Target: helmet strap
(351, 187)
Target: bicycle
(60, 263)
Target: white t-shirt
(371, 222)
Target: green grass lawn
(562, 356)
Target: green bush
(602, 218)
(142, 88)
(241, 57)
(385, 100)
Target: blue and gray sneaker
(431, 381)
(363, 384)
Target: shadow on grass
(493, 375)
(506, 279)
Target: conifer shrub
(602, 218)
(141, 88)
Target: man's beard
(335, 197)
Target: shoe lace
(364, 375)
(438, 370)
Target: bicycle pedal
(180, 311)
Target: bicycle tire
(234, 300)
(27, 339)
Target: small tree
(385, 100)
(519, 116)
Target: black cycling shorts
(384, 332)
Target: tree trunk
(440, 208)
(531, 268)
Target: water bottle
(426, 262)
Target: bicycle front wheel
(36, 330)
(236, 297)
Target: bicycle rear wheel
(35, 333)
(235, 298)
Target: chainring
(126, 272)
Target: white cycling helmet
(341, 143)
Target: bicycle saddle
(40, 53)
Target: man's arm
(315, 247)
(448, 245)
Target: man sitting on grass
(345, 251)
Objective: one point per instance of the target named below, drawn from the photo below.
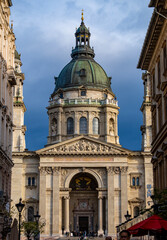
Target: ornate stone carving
(124, 169)
(116, 170)
(109, 170)
(49, 170)
(56, 170)
(84, 146)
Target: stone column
(60, 216)
(42, 193)
(110, 227)
(59, 122)
(100, 215)
(66, 214)
(49, 195)
(55, 211)
(76, 125)
(106, 131)
(124, 194)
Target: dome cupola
(82, 70)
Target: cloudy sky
(44, 32)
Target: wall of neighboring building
(7, 81)
(154, 60)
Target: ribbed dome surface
(84, 72)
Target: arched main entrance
(83, 204)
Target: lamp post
(20, 207)
(127, 216)
(37, 217)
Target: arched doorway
(83, 204)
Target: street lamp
(37, 217)
(20, 207)
(127, 216)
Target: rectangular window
(165, 106)
(159, 74)
(153, 84)
(160, 114)
(164, 59)
(154, 126)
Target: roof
(152, 36)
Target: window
(61, 95)
(135, 180)
(83, 125)
(165, 59)
(96, 126)
(165, 106)
(83, 93)
(82, 72)
(70, 125)
(30, 214)
(153, 84)
(160, 114)
(136, 211)
(33, 181)
(159, 74)
(29, 181)
(154, 123)
(111, 127)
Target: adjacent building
(83, 179)
(153, 60)
(7, 81)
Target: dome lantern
(82, 47)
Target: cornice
(151, 39)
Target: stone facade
(154, 60)
(7, 81)
(83, 179)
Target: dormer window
(82, 72)
(83, 93)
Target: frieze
(83, 146)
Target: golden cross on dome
(82, 18)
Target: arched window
(70, 125)
(33, 181)
(83, 125)
(111, 127)
(136, 211)
(29, 181)
(96, 126)
(30, 214)
(133, 181)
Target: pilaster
(56, 172)
(124, 193)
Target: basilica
(83, 180)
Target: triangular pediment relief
(83, 145)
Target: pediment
(83, 145)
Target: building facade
(153, 59)
(7, 81)
(83, 179)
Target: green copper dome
(82, 70)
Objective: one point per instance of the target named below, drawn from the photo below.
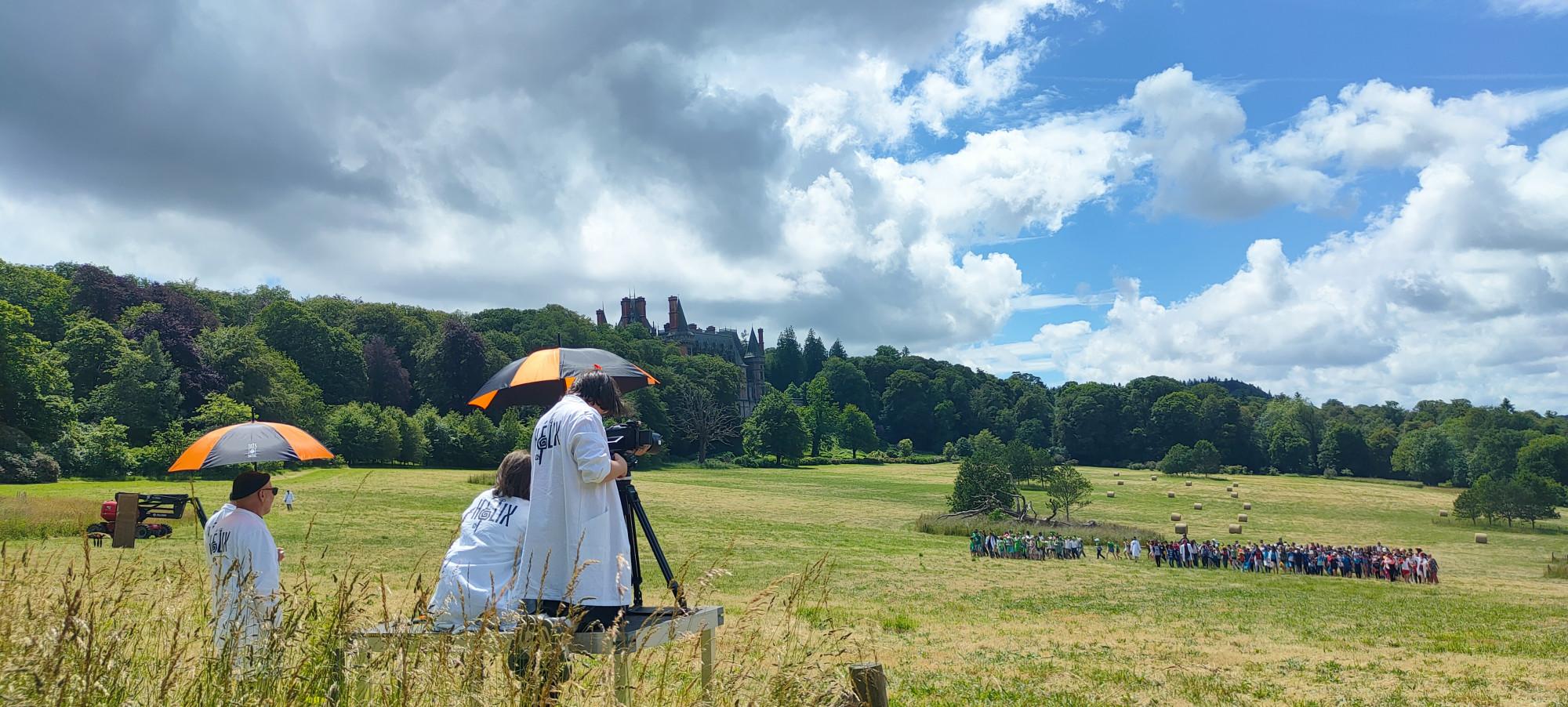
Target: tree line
(104, 375)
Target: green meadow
(949, 629)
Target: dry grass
(956, 631)
(37, 518)
(89, 628)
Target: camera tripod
(633, 507)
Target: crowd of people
(1031, 546)
(1313, 559)
(1363, 562)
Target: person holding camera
(479, 576)
(576, 553)
(245, 575)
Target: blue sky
(1277, 57)
(1359, 201)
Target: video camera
(631, 435)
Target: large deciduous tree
(1429, 457)
(332, 358)
(35, 391)
(43, 294)
(387, 379)
(92, 349)
(261, 377)
(452, 368)
(907, 407)
(1545, 457)
(775, 429)
(1067, 490)
(785, 363)
(813, 355)
(702, 419)
(821, 415)
(143, 391)
(858, 433)
(985, 482)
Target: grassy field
(954, 631)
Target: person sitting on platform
(479, 576)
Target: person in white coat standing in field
(479, 576)
(245, 578)
(575, 521)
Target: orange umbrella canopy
(250, 443)
(545, 375)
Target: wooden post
(706, 647)
(623, 678)
(871, 684)
(126, 512)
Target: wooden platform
(645, 628)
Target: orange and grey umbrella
(545, 375)
(252, 443)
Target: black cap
(249, 484)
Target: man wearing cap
(244, 567)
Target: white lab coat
(575, 513)
(481, 570)
(245, 578)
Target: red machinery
(165, 507)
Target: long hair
(515, 476)
(598, 388)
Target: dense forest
(107, 375)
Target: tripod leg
(628, 502)
(653, 545)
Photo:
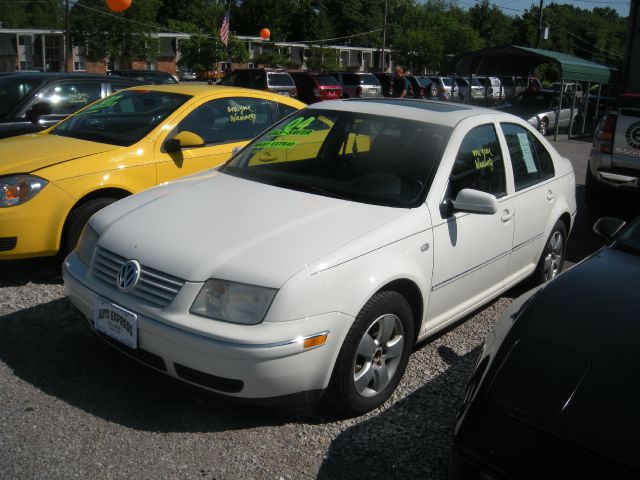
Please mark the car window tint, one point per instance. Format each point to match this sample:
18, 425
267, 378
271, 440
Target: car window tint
228, 120
531, 162
479, 164
285, 110
66, 98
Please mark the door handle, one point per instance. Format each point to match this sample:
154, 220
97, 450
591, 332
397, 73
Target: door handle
506, 215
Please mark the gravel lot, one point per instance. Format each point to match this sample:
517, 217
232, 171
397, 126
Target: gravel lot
72, 407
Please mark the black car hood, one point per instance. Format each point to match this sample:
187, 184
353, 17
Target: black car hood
583, 332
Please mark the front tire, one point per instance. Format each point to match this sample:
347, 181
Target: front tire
374, 355
552, 258
76, 221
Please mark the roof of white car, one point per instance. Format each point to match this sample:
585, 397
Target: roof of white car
442, 113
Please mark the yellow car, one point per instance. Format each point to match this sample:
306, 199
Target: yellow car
52, 182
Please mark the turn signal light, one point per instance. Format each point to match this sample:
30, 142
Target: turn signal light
316, 340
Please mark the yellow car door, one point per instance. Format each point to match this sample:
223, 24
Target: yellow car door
207, 136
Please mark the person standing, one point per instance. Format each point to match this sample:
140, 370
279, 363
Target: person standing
400, 83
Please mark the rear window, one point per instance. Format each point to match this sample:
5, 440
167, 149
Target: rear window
327, 80
280, 80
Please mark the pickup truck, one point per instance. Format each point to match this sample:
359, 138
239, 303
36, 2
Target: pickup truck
613, 175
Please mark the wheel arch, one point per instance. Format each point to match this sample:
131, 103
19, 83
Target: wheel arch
112, 192
411, 293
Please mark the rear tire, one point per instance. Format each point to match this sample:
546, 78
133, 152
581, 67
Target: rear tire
76, 221
374, 355
552, 258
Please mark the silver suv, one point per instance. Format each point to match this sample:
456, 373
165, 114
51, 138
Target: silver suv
613, 175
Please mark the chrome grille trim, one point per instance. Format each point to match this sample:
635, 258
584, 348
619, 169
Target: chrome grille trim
154, 287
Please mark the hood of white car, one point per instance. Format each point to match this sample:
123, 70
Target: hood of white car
220, 226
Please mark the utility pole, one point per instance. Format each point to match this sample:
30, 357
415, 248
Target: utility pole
384, 35
67, 36
539, 42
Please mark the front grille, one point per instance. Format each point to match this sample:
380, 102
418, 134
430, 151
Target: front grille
8, 243
230, 385
154, 287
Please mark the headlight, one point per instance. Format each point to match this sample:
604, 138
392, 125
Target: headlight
17, 189
86, 244
233, 302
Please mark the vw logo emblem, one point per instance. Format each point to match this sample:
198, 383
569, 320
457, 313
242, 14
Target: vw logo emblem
128, 275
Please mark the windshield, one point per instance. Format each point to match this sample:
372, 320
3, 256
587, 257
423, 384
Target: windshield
629, 240
122, 118
358, 157
13, 90
280, 80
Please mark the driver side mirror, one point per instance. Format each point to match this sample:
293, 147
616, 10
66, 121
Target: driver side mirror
471, 201
184, 139
38, 110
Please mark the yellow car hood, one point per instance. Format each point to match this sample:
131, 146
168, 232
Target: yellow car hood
30, 153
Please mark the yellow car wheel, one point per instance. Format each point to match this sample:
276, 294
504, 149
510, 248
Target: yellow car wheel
76, 221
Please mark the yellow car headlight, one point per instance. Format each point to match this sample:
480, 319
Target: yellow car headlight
18, 189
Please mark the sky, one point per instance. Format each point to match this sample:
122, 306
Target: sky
516, 7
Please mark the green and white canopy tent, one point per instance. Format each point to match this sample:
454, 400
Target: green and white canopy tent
521, 61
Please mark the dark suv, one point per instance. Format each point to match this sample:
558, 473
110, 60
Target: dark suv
30, 102
150, 77
315, 87
276, 81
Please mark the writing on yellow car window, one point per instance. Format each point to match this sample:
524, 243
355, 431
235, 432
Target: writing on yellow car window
273, 144
107, 102
240, 113
483, 158
297, 127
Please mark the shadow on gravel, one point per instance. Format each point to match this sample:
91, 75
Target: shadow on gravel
51, 347
412, 438
16, 273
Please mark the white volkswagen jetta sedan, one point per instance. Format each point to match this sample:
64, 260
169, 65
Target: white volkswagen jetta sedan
314, 260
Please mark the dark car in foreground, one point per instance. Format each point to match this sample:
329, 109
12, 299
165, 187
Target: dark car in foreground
30, 102
555, 391
151, 77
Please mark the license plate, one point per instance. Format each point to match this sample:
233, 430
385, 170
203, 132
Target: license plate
116, 322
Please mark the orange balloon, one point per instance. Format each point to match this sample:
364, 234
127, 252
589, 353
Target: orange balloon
118, 5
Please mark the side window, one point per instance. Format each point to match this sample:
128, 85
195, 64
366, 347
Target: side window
530, 160
479, 164
285, 110
66, 98
228, 120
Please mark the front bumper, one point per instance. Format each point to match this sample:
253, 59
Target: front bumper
34, 228
275, 367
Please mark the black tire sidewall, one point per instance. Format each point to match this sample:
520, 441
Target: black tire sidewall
76, 221
558, 227
341, 392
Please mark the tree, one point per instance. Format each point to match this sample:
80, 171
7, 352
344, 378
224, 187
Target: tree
123, 36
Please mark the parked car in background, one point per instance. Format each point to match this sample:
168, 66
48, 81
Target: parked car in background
348, 232
493, 87
539, 109
554, 393
53, 181
186, 74
31, 102
315, 87
151, 77
513, 85
358, 84
613, 173
267, 79
569, 88
386, 82
445, 87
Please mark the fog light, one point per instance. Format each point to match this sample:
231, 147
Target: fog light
315, 340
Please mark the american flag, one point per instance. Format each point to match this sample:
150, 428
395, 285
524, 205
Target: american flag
224, 29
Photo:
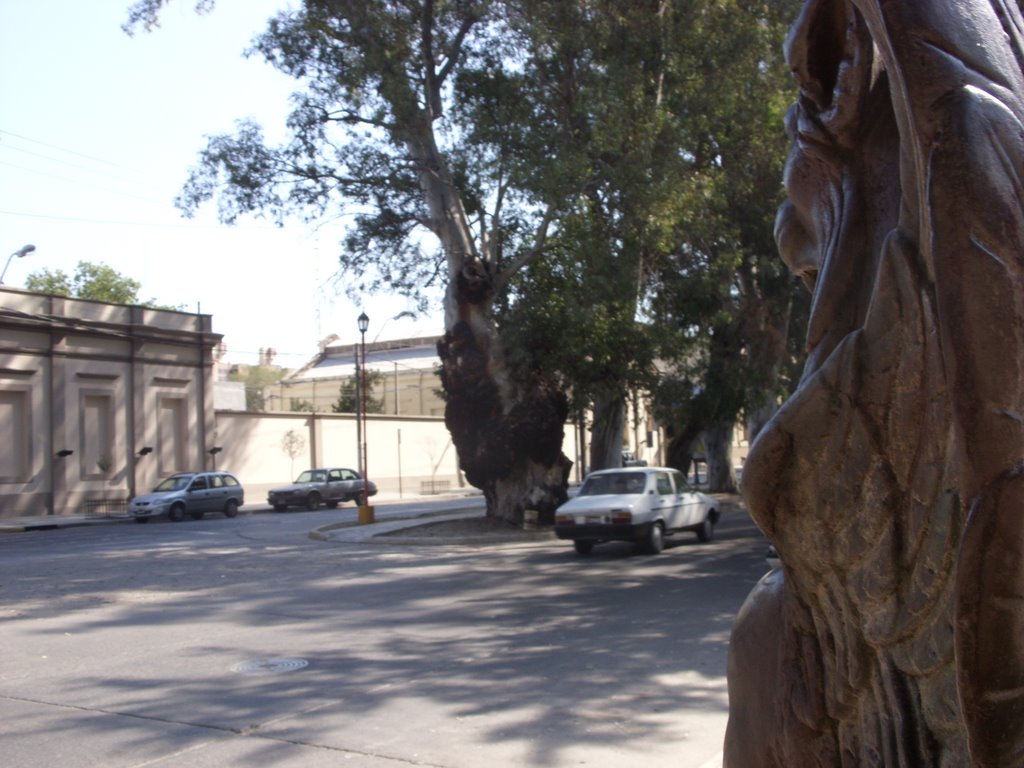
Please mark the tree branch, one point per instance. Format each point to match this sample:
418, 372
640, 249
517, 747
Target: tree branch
540, 242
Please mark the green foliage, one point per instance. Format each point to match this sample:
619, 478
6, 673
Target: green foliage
93, 282
617, 161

===============

▸ **WHAT IS EXPECTED**
Using the entries above, output exactly the lines between the line holding "Target: windshield" and the line holding "Please mark the yellow car hood, one", end lines included, and nothing more.

▸ **ANSWER TO THIS PROBLEM**
Target: windshield
629, 240
122, 118
358, 157
13, 90
280, 80
Please mark the driver side mirror, one point per instance. Format each point to match this sample:
293, 147
616, 10
66, 121
Target: driver side mirror
471, 201
184, 139
38, 110
Please mark the yellow car hood, one point per instance. Format each point to match this sample:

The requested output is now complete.